### Excerpt ###

Comedy Central Hungary was the Hungarian version of Comedy Central. The channel broadcast comedy oriented shows.

==History==
The Hungarian broadcast version started on October 1, 2008. The broadcast was initially timesharing with VH1 (which aired between 2:00 AM and 2:00 PM). Based on the viewership data of the first two months of 2009, the channel achieved an average audience share of approximately 0.4% in prime time viewing in the 18-49 age group. From May 1, 2009, the channel began to broadcast 24 hours a day and also VH1 also returned broadcasting 24 hours a day.

Between October 3, 2017, and July 6, 2024, a companion channel named Comedy Central Family was available which broadcast shows more aimed at a family audience such as The King of Queens, Young Sheldon and Friends as well as some animated shows from Nickelodeon like Spongebob Squarepants and The Penguins of Madagascar.

### Record excerpts ###

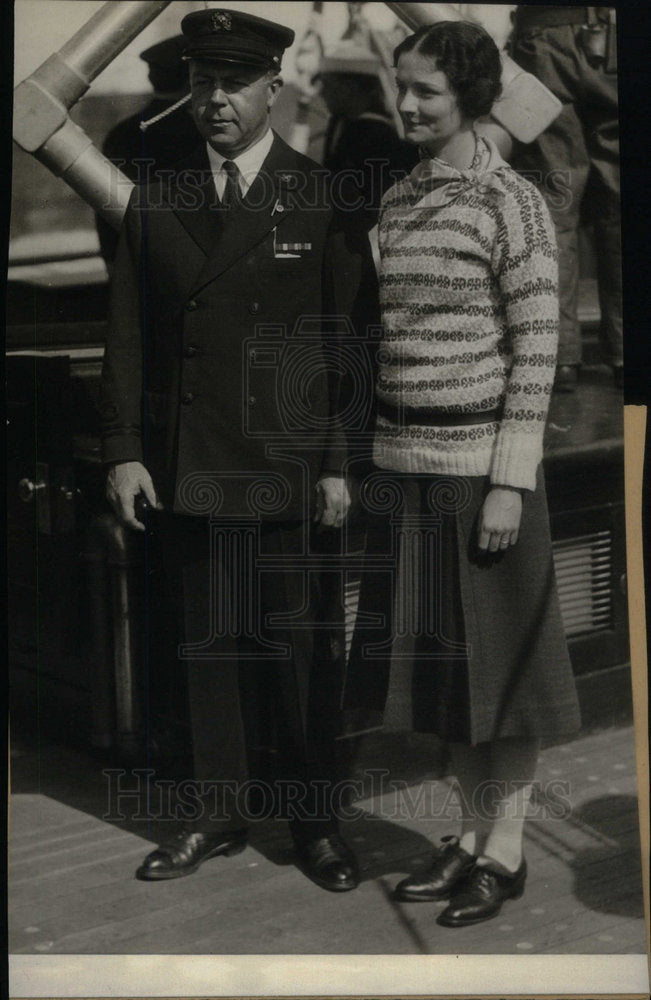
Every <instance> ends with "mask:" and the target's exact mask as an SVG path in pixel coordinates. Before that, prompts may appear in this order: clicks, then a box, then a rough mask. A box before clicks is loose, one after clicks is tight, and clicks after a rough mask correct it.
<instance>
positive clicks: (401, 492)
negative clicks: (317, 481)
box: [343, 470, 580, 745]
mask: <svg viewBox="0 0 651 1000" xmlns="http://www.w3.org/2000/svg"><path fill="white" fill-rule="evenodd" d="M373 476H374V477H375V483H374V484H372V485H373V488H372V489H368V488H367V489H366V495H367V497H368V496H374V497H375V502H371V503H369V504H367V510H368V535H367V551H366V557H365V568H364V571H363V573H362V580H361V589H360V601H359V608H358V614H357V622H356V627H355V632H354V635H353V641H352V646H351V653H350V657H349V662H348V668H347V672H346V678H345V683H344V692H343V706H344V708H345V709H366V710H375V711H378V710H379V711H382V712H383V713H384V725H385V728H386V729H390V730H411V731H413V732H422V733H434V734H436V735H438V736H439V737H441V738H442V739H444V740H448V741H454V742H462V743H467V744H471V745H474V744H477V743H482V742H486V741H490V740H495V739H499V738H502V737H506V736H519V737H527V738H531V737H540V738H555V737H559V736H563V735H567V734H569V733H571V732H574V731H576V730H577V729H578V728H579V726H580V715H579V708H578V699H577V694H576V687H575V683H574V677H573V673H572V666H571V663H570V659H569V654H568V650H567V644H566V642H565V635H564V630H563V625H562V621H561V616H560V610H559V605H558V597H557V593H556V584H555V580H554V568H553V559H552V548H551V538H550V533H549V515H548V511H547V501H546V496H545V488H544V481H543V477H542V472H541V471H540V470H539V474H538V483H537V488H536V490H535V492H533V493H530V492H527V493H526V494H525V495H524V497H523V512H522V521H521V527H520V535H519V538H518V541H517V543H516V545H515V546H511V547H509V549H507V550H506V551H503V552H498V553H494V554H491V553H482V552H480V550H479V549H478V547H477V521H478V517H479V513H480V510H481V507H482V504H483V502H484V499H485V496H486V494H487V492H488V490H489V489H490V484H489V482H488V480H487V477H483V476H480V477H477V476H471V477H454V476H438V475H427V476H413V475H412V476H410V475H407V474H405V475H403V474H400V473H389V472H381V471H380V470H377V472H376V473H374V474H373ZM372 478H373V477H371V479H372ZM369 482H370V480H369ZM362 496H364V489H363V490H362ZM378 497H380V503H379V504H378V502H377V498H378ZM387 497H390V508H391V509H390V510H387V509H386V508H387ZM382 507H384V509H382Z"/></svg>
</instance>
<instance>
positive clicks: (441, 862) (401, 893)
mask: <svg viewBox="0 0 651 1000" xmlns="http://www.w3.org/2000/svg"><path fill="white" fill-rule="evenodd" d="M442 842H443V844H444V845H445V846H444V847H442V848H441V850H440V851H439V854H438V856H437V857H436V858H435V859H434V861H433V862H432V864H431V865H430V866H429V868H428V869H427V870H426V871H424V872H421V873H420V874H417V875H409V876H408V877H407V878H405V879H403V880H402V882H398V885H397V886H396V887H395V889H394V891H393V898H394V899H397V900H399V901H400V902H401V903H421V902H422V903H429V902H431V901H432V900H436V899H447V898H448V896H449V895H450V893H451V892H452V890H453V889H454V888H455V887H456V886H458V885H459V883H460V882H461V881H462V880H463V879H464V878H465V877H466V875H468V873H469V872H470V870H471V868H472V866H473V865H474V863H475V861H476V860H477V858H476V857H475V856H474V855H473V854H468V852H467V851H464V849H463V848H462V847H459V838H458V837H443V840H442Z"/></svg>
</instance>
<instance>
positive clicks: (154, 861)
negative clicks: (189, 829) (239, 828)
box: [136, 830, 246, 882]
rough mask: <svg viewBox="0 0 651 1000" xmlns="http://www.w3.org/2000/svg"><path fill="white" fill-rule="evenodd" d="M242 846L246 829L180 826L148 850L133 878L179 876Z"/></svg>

###
### Record excerpts ###

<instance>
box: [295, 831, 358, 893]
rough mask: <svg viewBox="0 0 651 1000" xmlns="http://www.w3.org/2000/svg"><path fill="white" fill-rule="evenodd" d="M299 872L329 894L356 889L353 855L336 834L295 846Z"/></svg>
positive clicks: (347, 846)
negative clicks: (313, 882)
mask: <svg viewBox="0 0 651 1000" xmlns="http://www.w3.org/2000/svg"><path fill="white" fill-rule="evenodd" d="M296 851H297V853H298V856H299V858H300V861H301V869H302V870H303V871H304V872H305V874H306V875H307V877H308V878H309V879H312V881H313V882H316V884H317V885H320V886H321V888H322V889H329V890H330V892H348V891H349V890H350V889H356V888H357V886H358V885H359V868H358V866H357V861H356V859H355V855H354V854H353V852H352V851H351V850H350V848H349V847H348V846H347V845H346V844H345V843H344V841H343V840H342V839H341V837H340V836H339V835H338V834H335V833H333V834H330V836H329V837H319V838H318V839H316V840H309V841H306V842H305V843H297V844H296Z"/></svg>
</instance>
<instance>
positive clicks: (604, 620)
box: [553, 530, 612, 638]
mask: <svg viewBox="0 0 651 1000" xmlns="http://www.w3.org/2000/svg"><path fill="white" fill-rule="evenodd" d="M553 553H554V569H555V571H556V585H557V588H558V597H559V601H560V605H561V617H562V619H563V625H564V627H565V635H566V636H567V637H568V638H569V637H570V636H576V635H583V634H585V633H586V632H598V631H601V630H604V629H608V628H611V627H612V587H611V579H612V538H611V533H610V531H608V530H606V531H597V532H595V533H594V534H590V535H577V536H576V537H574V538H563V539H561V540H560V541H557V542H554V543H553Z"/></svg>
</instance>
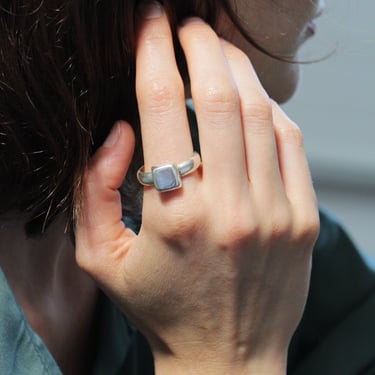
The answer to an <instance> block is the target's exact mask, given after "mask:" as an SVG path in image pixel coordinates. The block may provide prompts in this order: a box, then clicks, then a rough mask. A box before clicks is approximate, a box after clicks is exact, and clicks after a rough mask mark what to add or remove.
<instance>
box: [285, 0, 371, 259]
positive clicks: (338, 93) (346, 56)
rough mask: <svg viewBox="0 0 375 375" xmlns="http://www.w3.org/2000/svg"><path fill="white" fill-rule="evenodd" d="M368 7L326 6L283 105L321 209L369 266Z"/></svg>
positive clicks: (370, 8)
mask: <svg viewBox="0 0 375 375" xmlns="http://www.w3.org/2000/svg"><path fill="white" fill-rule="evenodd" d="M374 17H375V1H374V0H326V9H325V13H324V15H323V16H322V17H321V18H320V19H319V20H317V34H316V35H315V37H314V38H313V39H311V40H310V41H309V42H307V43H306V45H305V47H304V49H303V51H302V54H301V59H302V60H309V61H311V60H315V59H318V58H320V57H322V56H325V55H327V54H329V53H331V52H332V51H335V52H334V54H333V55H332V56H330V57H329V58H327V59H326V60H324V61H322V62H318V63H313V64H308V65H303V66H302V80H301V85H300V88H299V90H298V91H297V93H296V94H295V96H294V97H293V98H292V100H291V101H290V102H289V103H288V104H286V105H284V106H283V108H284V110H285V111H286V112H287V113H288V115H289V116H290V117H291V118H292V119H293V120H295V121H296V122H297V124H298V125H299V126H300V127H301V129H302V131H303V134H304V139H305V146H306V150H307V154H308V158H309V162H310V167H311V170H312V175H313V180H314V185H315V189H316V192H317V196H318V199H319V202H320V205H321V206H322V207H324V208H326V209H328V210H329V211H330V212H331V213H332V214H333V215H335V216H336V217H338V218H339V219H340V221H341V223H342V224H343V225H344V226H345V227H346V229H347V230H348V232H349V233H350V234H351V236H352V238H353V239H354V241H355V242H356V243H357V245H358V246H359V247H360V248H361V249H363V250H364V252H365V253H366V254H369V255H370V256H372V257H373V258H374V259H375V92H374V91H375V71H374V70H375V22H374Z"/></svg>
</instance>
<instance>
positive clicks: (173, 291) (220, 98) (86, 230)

###

Required actions:
(1) From the Comedy Central Hungary text, output the stretch from "Comedy Central Hungary" through "hours a day.".
(2) Summarize the Comedy Central Hungary text in two sentences.

Task responses:
(1)
Comedy Central Hungary was the Hungarian version of Comedy Central. The channel broadcast comedy oriented shows.

==History==
The Hungarian broadcast version started on October 1, 2008. The broadcast was initially timesharing with VH1 (which aired between 2:00 AM and 2:00 PM). Based on the viewership data of the first two months of 2009, the channel achieved an average audience share of approximately 0.4% in prime time viewing in the 18-49 age group. From May 1, 2009, the channel began to broadcast 24 hours a day and also VH1 also returned broadcasting 24 hours a day.

(2) Comedy Central Hungary, the Hungarian version of Comedy Central, began broadcasting comedy-oriented shows on October 1, 2008, initially timesharing with VH1 before moving to 24-hour broadcasting from May 1, 2009. Between October 3, 2017, and July 6, 2024, a companion channel, Comedy Central Family, carried shows aimed more at a family audience.